» TASK TO CARRY OUT
How many lines in the records below contain the word "roof"? Reply with the number alone.

» RECORD SET
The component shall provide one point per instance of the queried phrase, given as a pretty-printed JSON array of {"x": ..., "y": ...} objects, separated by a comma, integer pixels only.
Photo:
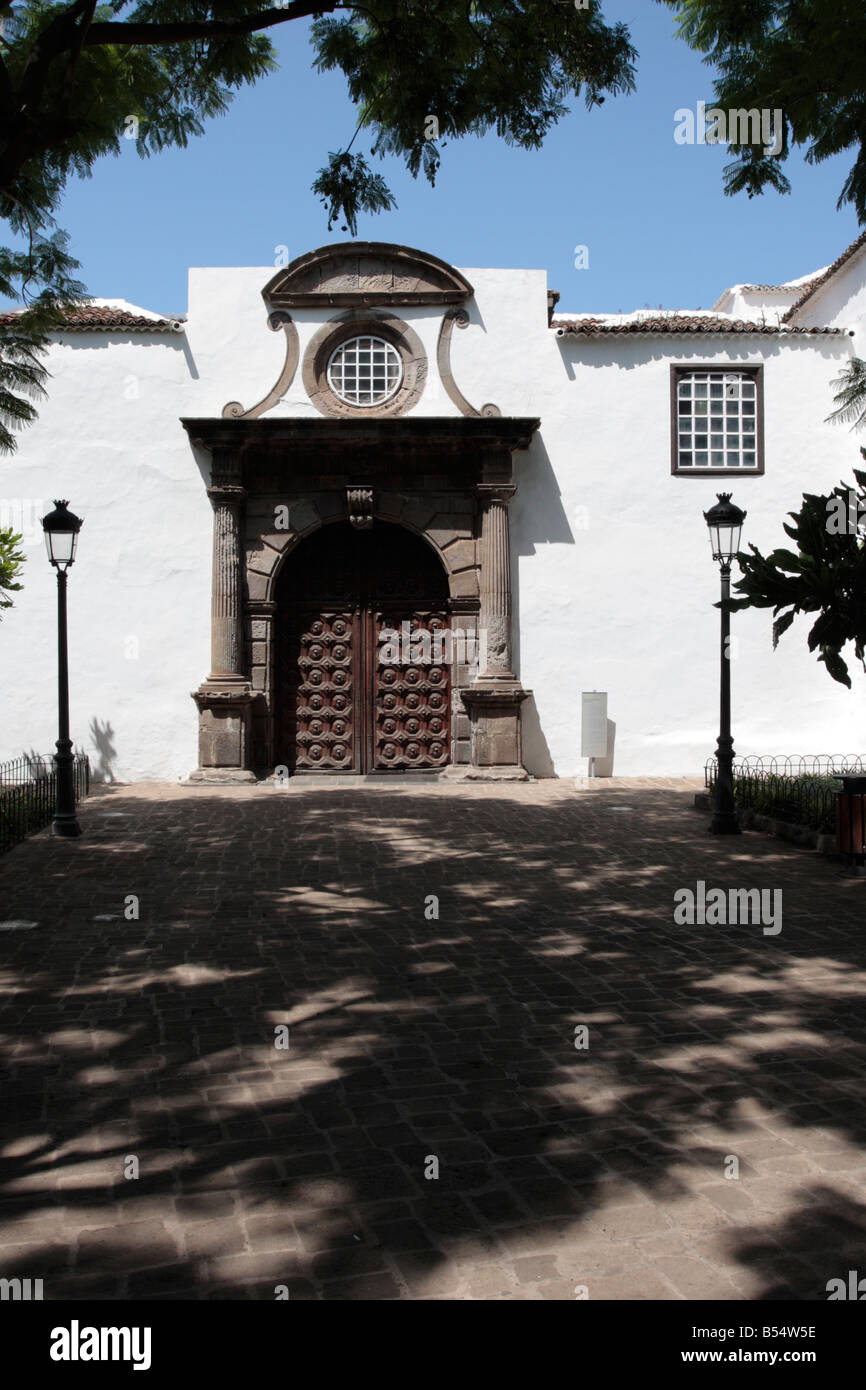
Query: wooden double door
[{"x": 363, "y": 674}]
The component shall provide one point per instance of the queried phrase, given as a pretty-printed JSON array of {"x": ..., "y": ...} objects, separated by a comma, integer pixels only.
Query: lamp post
[
  {"x": 724, "y": 523},
  {"x": 61, "y": 530}
]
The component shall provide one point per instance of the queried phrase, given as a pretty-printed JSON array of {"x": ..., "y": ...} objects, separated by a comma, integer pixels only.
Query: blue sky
[{"x": 655, "y": 220}]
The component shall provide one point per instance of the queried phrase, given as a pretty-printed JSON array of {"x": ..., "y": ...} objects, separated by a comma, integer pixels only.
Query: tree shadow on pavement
[{"x": 150, "y": 1045}]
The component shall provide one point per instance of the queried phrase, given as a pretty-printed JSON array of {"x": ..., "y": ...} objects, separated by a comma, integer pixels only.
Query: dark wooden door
[{"x": 344, "y": 702}]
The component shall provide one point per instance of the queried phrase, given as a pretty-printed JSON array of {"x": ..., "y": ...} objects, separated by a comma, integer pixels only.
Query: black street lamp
[
  {"x": 724, "y": 523},
  {"x": 61, "y": 530}
]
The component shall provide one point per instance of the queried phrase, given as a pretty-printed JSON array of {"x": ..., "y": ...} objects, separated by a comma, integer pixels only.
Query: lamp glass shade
[
  {"x": 724, "y": 524},
  {"x": 61, "y": 530}
]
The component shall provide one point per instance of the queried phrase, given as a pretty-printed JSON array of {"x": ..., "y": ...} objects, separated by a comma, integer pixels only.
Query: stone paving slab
[{"x": 431, "y": 951}]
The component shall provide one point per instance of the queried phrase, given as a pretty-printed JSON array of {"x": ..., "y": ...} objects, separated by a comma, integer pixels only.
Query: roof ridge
[{"x": 822, "y": 280}]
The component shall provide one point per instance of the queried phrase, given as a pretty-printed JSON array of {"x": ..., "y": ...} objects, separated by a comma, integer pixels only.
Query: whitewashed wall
[
  {"x": 613, "y": 578},
  {"x": 109, "y": 439}
]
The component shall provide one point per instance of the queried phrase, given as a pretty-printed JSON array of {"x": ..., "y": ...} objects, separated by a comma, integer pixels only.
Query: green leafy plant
[
  {"x": 826, "y": 576},
  {"x": 11, "y": 562}
]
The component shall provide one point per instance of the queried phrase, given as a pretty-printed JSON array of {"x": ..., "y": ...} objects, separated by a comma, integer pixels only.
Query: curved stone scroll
[
  {"x": 234, "y": 410},
  {"x": 460, "y": 319}
]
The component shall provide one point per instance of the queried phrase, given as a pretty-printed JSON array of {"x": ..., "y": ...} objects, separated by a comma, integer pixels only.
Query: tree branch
[{"x": 156, "y": 34}]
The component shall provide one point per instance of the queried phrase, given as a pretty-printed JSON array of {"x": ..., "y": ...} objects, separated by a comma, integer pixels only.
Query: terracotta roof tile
[
  {"x": 822, "y": 280},
  {"x": 711, "y": 324},
  {"x": 106, "y": 317}
]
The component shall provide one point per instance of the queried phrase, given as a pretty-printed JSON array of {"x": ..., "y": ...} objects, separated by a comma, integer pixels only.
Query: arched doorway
[{"x": 362, "y": 663}]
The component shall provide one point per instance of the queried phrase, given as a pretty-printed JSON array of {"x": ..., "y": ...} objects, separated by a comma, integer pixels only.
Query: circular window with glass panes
[{"x": 364, "y": 371}]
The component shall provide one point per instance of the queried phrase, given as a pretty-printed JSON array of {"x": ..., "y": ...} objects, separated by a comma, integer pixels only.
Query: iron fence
[
  {"x": 28, "y": 792},
  {"x": 799, "y": 788}
]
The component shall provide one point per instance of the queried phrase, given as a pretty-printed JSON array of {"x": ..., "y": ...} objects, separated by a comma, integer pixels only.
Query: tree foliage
[
  {"x": 826, "y": 574},
  {"x": 81, "y": 78},
  {"x": 11, "y": 560},
  {"x": 850, "y": 398},
  {"x": 804, "y": 57}
]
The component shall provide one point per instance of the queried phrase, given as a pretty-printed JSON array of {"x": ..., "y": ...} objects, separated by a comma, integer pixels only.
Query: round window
[{"x": 364, "y": 371}]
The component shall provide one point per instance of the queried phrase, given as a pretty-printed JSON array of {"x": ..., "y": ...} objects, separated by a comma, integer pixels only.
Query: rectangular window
[{"x": 716, "y": 420}]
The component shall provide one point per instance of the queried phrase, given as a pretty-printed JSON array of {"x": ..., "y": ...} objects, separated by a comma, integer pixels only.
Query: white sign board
[{"x": 594, "y": 724}]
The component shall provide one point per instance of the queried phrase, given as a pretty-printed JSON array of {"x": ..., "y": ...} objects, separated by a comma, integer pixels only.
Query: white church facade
[{"x": 374, "y": 513}]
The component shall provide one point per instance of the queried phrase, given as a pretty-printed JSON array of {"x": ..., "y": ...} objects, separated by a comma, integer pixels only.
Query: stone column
[
  {"x": 225, "y": 633},
  {"x": 224, "y": 698},
  {"x": 496, "y": 581},
  {"x": 495, "y": 697}
]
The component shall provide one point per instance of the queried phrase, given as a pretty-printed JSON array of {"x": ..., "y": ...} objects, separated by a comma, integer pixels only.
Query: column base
[
  {"x": 495, "y": 742},
  {"x": 224, "y": 731},
  {"x": 221, "y": 776}
]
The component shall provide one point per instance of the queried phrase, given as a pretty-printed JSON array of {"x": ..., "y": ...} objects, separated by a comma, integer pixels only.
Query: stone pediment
[{"x": 366, "y": 273}]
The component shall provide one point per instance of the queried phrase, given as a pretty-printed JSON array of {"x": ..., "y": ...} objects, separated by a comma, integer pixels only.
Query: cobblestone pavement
[{"x": 150, "y": 1043}]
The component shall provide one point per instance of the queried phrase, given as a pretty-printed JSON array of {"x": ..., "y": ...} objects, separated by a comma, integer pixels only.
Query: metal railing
[
  {"x": 28, "y": 792},
  {"x": 798, "y": 788}
]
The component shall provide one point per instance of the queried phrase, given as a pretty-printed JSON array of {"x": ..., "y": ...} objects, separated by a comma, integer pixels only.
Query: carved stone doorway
[{"x": 362, "y": 655}]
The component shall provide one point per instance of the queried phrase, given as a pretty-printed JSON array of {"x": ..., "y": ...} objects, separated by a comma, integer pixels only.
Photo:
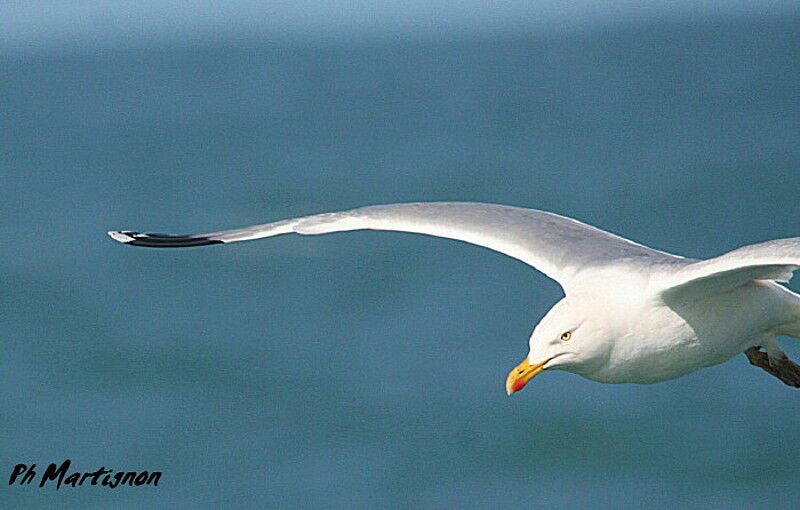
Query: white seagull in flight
[{"x": 630, "y": 314}]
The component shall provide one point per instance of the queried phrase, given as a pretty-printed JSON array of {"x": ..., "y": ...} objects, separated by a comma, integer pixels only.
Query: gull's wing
[
  {"x": 557, "y": 246},
  {"x": 772, "y": 260}
]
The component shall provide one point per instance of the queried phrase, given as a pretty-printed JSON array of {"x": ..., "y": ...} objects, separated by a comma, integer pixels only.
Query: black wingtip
[{"x": 160, "y": 240}]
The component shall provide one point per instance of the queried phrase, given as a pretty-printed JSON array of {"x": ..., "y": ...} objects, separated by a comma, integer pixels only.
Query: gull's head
[{"x": 568, "y": 338}]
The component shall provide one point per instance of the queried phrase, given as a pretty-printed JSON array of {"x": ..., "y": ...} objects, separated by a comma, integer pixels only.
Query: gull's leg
[{"x": 776, "y": 363}]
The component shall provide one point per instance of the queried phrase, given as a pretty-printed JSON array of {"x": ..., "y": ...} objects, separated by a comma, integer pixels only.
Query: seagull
[{"x": 630, "y": 314}]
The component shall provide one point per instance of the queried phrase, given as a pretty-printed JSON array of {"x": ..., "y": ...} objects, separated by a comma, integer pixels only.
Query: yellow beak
[{"x": 522, "y": 373}]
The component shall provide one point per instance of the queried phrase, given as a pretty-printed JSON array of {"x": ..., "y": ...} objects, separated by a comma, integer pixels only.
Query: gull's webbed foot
[{"x": 783, "y": 368}]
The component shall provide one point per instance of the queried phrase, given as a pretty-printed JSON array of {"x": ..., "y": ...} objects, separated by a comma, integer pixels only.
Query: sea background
[{"x": 366, "y": 369}]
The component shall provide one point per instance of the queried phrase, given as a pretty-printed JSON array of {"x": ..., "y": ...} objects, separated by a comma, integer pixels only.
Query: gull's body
[{"x": 630, "y": 313}]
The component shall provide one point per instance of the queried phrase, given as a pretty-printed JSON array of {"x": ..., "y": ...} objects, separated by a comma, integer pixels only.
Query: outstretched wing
[
  {"x": 557, "y": 246},
  {"x": 772, "y": 260}
]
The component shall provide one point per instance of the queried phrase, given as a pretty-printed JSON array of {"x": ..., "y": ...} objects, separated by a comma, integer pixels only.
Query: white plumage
[{"x": 630, "y": 313}]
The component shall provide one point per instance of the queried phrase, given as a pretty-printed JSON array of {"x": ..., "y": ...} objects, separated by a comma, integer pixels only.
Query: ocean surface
[{"x": 366, "y": 369}]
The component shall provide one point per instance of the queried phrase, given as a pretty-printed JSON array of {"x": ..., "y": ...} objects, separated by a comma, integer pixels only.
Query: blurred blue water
[{"x": 366, "y": 369}]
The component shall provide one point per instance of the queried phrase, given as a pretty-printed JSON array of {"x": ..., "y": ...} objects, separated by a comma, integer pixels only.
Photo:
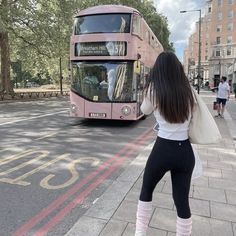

» SOLUTION TO THIS EXERCISE
2